**PROVIDED PASSAGE**

============

Algorithm prepares self-driving cars for winter driving

Mobility & Transport

Unlike most training datasets, the algorithm is based on scans of icy, snow-covered Canadian roads

Spotted: A collaboration between the University of Toronto, the University of Waterloo and Scale AI has released data that will help train future self-driving cars to handle the challenges of winter driving. The dataset acts as a virtual training course for the computer algorithms that enable cars to drive themselves.

Most training datasets are collected on sunny, summer days. Taking algorithms trained on those datasets and trying to use them in adverse conditions can be dangerous, as changes in sensor data caused by snowfall can lead to misclassifying objects (such as pedestrians and other vehicles), or missing them entirely. However, “The Canadian Adverse Driving Conditions dataset” is based on actual scans of icy, snow-covered Canadian roads. 

“Data is a critical bottleneck in current machine learning research,” said Alexandr Wang, founder and CEO of Scale. “Without reliable, high-quality data that captures the reality of driving in winter, it simply won’t be possible to build self-driving systems that work safely in these environments.”

The dataset was created with “Autonomoose,” a Lincoln MKZ hybrid equipped with eight onboard cameras, light detection and a GPS tracker. The Autonomoose is able to capture data at a rate of 10 images or scans per second. Over the past two winters, the teams have taken the Autonomoose around a snowy Ontario, recording data from more than 1,000 kilometres of driving.

============

**DATA SECTION**
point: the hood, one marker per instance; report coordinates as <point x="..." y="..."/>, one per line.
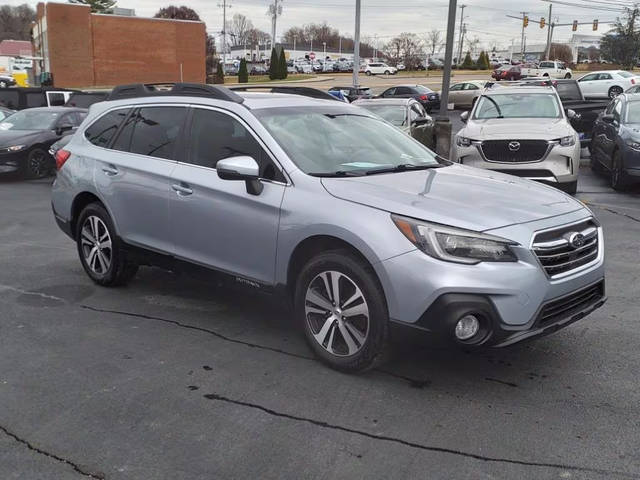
<point x="13" y="137"/>
<point x="521" y="128"/>
<point x="457" y="196"/>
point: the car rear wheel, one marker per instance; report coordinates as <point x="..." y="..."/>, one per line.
<point x="341" y="305"/>
<point x="101" y="253"/>
<point x="619" y="178"/>
<point x="38" y="164"/>
<point x="614" y="92"/>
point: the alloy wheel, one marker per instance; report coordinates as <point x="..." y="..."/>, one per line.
<point x="337" y="313"/>
<point x="96" y="245"/>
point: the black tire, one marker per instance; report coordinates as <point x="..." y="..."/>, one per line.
<point x="374" y="349"/>
<point x="120" y="269"/>
<point x="38" y="163"/>
<point x="614" y="92"/>
<point x="618" y="177"/>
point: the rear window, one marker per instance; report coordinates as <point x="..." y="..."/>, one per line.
<point x="102" y="130"/>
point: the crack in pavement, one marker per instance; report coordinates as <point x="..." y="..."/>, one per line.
<point x="413" y="382"/>
<point x="75" y="466"/>
<point x="408" y="443"/>
<point x="611" y="210"/>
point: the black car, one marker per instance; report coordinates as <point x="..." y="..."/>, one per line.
<point x="7" y="81"/>
<point x="615" y="147"/>
<point x="353" y="93"/>
<point x="27" y="135"/>
<point x="427" y="97"/>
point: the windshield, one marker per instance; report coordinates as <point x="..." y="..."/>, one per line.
<point x="633" y="112"/>
<point x="394" y="114"/>
<point x="518" y="105"/>
<point x="29" y="120"/>
<point x="330" y="141"/>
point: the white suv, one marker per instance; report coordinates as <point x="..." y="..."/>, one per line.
<point x="379" y="69"/>
<point x="521" y="131"/>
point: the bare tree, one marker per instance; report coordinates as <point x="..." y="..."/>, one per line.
<point x="434" y="41"/>
<point x="239" y="28"/>
<point x="15" y="22"/>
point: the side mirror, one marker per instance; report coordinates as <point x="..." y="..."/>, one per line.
<point x="242" y="168"/>
<point x="608" y="118"/>
<point x="421" y="121"/>
<point x="65" y="127"/>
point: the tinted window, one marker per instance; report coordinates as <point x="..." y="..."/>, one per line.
<point x="156" y="131"/>
<point x="215" y="136"/>
<point x="102" y="130"/>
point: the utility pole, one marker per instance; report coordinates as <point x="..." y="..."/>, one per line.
<point x="524" y="15"/>
<point x="549" y="30"/>
<point x="275" y="9"/>
<point x="224" y="32"/>
<point x="461" y="38"/>
<point x="356" y="46"/>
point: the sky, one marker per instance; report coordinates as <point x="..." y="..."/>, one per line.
<point x="383" y="19"/>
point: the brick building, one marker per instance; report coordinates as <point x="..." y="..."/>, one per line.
<point x="84" y="49"/>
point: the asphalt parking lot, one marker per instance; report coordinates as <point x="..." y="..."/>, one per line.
<point x="169" y="378"/>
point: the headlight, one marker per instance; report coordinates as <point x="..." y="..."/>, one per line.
<point x="568" y="141"/>
<point x="14" y="148"/>
<point x="463" y="141"/>
<point x="633" y="144"/>
<point x="454" y="244"/>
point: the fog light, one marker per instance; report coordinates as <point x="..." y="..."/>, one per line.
<point x="467" y="327"/>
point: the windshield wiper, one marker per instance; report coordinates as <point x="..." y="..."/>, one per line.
<point x="403" y="167"/>
<point x="339" y="173"/>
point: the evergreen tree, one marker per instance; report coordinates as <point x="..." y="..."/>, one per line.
<point x="243" y="74"/>
<point x="283" y="65"/>
<point x="97" y="6"/>
<point x="274" y="65"/>
<point x="467" y="63"/>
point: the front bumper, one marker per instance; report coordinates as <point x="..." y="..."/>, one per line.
<point x="429" y="296"/>
<point x="559" y="165"/>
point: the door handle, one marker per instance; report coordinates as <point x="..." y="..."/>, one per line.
<point x="182" y="190"/>
<point x="110" y="170"/>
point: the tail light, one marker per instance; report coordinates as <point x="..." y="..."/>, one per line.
<point x="61" y="157"/>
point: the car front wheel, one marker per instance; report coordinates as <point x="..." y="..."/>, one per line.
<point x="343" y="312"/>
<point x="101" y="253"/>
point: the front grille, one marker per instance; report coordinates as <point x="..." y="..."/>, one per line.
<point x="528" y="150"/>
<point x="556" y="253"/>
<point x="571" y="304"/>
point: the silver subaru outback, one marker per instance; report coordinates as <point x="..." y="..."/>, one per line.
<point x="366" y="231"/>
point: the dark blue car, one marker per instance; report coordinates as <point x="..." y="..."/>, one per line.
<point x="615" y="146"/>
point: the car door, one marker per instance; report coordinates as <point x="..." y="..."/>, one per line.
<point x="215" y="222"/>
<point x="589" y="84"/>
<point x="133" y="172"/>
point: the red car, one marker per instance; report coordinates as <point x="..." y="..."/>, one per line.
<point x="507" y="72"/>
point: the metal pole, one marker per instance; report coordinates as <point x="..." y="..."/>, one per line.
<point x="448" y="58"/>
<point x="461" y="37"/>
<point x="549" y="28"/>
<point x="524" y="14"/>
<point x="356" y="46"/>
<point x="224" y="34"/>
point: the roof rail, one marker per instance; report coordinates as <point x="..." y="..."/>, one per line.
<point x="173" y="89"/>
<point x="293" y="90"/>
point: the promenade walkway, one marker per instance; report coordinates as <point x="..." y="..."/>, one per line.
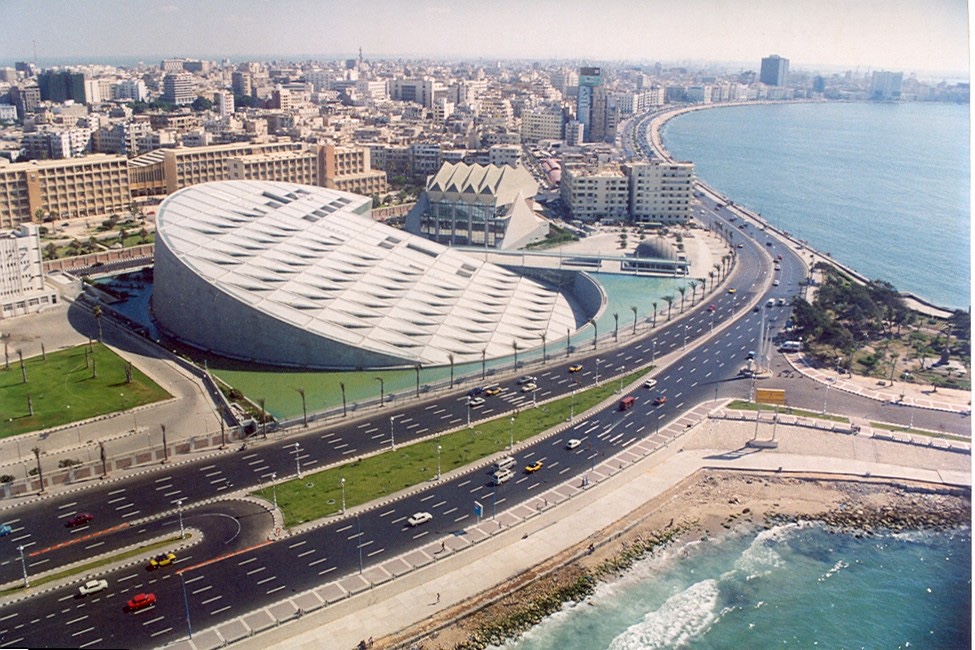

============

Please reproduce the article on winter self-driving data word for word, from "Unlike most training" up to and including "snow-covered Canadian roads.".

Unlike most training datasets, the algorithm is based on scans of icy, snow-covered Canadian roads

Spotted: A collaboration between the University of Toronto, the University of Waterloo and Scale AI has released data that will help train future self-driving cars to handle the challenges of winter driving. The dataset acts as a virtual training course for the computer algorithms that enable cars to drive themselves.

Most training datasets are collected on sunny, summer days. Taking algorithms trained on those datasets and trying to use them in adverse conditions can be dangerous, as changes in sensor data caused by snowfall can lead to misclassifying objects (such as pedestrians and other vehicles), or missing them entirely. However, “The Canadian Adverse Driving Conditions dataset” is based on actual scans of icy, snow-covered Canadian roads.